**What you are asked to do:**
In the passage on microglia, what happened to JNK1 and mTOR expression when GsMTx4 was used?

**Study text:**
Macrophages or microglia in the nervous system can trigger a robust immune response after being stimulated by LPS. Liu and colleagues examined high glucose-induced microglia and found that in the absence of GsMTx4, higher glucose concentrations significantly inhibited microglial inflammatory reactions. ³² High concentrations of GsMTx4(≥60 mM) significantly increased inflammatory mediators. ³² As the concentration of glucose increase, the effect of GsMTx4. JNK1(c-Jun N-terminal kinase 1, which is a member of the mitogen activated protein kinase superfamily) and mTOR(mammalian target of rapamycin, an atypical serine/threonine protein kinase) are important for the survival, proliferation, migration and differentiation of cells.^65–67 liu examined the role of JNK1 and mTOR in Ca²⁺ -dependent downstream signalling mediated by Piezo1. The results indicated that cellular anabolism was reduced by increasing glucose concentrations, intracellular Ca²⁺ levels were increased, and JNK1 and mTOR expression was gradually reduced. When GsMTx4 was used, the expression of JNK1 and mTOR increased, which could counteract the combined effects of high glucose and LPS. ³² Therefore, inhibiting the Piezo1 channel and reducing Ca²⁺ influx can reduce high glucose-induced cytotoxicity and reverse the microglia-mediated inflammatory response through the JNK1-mTOR signalling pathway (Figure 1).

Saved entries
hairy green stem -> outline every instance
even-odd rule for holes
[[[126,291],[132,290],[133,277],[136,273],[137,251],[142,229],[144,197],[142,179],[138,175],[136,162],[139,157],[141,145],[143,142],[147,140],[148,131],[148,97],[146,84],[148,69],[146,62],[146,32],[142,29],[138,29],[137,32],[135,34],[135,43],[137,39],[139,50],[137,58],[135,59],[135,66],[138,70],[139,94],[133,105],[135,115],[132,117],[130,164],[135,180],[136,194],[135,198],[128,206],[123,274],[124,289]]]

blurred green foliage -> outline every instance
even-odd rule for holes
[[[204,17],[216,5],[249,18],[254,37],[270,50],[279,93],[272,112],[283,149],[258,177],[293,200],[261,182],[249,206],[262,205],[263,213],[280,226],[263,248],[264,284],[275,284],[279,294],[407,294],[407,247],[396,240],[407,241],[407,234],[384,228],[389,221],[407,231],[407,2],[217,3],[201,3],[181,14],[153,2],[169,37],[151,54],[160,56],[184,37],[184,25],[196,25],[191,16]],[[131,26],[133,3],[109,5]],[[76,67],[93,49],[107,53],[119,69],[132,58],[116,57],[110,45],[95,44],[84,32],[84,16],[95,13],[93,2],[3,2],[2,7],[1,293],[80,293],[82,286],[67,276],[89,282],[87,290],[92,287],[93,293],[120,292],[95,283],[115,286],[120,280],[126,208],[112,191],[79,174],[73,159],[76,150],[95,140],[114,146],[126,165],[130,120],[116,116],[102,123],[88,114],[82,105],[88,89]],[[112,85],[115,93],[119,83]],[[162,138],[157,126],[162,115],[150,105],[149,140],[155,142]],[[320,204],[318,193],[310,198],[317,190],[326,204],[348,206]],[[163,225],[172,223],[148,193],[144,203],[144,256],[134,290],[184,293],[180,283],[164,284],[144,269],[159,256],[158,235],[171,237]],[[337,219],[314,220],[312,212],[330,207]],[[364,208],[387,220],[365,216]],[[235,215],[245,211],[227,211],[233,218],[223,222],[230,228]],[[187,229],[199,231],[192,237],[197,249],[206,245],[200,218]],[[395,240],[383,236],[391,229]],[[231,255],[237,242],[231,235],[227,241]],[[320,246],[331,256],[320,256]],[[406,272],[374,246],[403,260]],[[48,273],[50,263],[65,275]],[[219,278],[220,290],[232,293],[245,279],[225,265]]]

**Result of this task:**
Their expression increased, which could counteract the combined effects of high glucose and LPS.